### What you have to do
Copy the records word for word, from their very first line through the line that holds "43), (164, 42)]", with both of those lines included.

### Extracted material
<<<<
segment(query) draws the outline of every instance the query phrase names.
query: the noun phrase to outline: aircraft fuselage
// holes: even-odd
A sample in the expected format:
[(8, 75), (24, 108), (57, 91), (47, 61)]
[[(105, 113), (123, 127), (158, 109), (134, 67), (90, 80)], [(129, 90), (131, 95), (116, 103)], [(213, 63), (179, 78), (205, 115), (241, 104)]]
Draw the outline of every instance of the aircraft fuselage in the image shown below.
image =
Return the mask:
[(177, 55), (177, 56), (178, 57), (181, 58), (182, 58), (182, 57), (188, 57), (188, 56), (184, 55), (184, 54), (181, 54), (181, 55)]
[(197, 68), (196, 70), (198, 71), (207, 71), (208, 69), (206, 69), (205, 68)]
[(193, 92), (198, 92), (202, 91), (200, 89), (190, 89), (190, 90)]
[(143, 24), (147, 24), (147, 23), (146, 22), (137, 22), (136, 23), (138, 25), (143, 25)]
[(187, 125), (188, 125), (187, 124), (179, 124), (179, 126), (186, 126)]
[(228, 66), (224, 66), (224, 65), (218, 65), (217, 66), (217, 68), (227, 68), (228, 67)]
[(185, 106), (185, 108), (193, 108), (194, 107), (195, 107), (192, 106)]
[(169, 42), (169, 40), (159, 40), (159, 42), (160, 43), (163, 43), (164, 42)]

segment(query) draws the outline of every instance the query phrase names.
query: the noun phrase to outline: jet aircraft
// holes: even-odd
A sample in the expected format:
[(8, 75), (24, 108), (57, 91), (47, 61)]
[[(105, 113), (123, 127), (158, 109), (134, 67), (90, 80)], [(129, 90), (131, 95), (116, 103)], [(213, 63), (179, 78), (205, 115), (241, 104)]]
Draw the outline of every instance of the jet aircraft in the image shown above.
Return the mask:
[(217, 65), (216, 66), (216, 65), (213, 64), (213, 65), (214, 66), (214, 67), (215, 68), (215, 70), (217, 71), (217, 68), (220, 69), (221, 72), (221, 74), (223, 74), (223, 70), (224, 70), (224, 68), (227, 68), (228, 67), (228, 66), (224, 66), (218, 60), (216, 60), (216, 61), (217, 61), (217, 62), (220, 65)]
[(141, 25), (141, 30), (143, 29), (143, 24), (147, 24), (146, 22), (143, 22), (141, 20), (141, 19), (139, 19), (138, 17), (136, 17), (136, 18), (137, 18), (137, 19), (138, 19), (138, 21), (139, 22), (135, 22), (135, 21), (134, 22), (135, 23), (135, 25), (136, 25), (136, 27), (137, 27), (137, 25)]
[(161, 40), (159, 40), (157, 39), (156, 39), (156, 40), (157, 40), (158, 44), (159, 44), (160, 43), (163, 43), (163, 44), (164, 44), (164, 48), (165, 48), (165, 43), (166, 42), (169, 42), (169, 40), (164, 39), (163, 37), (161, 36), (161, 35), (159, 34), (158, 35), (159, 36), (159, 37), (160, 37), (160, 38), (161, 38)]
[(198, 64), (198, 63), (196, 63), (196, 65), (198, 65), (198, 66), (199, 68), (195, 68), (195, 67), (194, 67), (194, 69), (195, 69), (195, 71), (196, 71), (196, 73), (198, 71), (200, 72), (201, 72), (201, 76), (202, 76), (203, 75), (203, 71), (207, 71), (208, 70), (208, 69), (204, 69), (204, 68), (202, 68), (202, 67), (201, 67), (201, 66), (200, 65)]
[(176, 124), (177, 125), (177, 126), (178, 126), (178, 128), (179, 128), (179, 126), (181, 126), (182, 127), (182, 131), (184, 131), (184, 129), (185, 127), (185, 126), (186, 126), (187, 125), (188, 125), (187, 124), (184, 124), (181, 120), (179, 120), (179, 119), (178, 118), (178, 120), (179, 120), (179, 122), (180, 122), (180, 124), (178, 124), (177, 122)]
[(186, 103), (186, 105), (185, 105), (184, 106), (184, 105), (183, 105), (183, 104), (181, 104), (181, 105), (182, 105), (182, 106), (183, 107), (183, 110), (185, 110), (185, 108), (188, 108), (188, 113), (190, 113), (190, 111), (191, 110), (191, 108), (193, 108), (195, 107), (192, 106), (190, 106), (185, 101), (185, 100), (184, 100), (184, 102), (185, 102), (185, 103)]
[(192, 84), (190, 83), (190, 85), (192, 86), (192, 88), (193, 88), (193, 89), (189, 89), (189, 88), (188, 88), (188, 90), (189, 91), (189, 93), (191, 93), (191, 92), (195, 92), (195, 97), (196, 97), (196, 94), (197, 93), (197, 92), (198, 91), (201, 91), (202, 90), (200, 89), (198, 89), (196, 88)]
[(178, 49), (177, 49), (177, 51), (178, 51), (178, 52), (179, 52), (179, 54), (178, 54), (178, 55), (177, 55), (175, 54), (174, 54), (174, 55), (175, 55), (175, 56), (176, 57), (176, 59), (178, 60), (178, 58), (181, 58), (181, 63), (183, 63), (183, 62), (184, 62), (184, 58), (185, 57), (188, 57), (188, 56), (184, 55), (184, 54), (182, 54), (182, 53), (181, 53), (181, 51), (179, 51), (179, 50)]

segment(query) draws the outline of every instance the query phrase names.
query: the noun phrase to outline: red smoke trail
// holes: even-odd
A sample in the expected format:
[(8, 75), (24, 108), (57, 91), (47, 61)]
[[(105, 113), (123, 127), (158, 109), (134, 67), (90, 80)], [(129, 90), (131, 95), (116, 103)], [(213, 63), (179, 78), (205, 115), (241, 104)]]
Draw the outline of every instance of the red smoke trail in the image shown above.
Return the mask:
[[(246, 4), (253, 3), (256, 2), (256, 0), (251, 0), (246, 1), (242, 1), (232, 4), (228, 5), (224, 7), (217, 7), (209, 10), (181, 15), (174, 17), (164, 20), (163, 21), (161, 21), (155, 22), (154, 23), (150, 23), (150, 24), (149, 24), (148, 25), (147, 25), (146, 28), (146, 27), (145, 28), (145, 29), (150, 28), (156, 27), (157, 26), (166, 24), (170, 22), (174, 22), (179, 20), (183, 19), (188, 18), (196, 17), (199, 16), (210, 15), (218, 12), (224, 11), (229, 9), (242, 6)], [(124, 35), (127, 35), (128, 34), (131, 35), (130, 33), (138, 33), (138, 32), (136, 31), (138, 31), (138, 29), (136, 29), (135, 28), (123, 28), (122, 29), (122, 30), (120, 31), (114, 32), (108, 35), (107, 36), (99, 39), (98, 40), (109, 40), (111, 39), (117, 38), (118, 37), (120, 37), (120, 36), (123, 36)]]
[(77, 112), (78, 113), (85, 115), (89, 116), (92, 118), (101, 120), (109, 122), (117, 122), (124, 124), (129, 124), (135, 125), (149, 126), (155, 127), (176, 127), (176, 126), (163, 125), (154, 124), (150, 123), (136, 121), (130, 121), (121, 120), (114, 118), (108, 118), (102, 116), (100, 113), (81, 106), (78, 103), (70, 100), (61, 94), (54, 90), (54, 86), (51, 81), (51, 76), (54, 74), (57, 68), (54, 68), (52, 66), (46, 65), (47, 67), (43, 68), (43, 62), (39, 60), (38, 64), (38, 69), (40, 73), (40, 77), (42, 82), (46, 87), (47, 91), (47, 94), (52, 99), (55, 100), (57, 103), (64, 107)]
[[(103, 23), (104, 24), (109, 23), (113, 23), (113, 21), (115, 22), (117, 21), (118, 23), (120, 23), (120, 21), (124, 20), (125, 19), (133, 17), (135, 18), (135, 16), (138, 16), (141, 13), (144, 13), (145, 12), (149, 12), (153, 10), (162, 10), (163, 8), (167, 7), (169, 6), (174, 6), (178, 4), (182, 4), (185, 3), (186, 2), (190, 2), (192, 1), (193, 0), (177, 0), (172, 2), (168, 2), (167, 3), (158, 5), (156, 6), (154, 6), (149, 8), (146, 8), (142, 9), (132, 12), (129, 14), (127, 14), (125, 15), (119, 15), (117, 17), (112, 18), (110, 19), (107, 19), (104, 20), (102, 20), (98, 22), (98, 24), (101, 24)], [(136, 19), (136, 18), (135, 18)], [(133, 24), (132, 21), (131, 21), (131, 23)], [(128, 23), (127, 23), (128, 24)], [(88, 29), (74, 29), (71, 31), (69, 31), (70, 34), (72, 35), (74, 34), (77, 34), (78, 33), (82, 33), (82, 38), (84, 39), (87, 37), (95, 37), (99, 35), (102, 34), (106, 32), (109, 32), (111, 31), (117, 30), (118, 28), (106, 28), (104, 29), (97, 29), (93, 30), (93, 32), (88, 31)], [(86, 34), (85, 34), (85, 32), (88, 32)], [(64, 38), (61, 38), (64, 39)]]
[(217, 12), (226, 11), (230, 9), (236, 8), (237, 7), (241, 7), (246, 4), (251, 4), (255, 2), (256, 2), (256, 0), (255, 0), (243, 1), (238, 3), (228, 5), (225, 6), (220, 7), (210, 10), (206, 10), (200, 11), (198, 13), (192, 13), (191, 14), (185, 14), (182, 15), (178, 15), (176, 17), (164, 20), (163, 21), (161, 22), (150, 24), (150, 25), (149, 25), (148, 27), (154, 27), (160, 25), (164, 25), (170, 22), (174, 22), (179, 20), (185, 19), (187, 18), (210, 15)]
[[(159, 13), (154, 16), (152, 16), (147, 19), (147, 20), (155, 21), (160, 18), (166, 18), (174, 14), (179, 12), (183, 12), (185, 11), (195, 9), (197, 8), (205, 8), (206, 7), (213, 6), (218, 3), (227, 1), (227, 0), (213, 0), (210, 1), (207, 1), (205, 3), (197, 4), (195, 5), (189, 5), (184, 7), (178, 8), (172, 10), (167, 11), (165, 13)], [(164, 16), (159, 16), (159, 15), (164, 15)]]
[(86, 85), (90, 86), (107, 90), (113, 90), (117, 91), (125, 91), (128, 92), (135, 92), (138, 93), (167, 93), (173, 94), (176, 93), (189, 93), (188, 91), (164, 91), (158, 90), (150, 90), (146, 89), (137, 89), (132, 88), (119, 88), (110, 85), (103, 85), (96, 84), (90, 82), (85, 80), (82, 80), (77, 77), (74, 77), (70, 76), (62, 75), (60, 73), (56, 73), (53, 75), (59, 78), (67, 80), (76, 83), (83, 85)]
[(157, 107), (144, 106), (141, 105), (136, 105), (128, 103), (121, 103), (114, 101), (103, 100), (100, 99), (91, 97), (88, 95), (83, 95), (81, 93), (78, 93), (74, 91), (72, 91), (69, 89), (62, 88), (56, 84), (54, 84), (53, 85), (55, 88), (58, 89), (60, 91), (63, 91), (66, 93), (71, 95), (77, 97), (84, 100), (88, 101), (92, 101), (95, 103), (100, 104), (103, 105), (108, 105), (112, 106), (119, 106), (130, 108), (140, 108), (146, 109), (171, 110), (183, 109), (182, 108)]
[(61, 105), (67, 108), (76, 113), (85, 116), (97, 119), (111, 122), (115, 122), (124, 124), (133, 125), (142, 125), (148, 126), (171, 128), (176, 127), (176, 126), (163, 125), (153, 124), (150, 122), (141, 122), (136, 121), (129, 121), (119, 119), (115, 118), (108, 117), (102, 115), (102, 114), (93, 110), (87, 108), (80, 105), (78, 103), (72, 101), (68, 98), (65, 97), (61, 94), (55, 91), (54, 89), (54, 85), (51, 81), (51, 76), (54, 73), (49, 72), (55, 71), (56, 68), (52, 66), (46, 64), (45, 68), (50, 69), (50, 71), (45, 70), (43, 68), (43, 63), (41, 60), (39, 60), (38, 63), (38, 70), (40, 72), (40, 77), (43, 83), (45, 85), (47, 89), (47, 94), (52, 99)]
>>>>
### Result
segment(query) draws the outline of every instance the query phrase names.
query: the noun phrase to outline: aircraft fuselage
// holes: even-odd
A sample in the expected format:
[(8, 75), (24, 108), (57, 91), (47, 61)]
[[(105, 113), (123, 127), (158, 109), (134, 67), (90, 80)], [(129, 90), (131, 95), (116, 103)], [(213, 63), (179, 78), (205, 115), (241, 104)]]
Draw the outline of every instance of the aircraft fuselage in the image shown below.
image =
Return the mask:
[(177, 55), (177, 56), (178, 57), (181, 58), (182, 58), (182, 57), (188, 57), (188, 56), (184, 55), (184, 54), (181, 54), (181, 55)]
[(197, 68), (196, 70), (198, 71), (207, 71), (208, 69), (206, 69), (205, 68)]
[(193, 92), (198, 92), (202, 91), (200, 89), (190, 89), (190, 90)]
[(143, 24), (147, 24), (147, 23), (146, 22), (137, 22), (136, 23), (138, 25), (143, 25)]
[(187, 125), (188, 125), (187, 124), (179, 124), (179, 126), (186, 126)]
[(228, 66), (224, 66), (224, 65), (218, 65), (217, 66), (217, 68), (227, 68), (228, 67)]
[(185, 106), (185, 108), (193, 108), (194, 107), (195, 107), (192, 106)]
[(169, 42), (169, 40), (159, 40), (159, 42), (160, 43), (163, 43), (164, 42)]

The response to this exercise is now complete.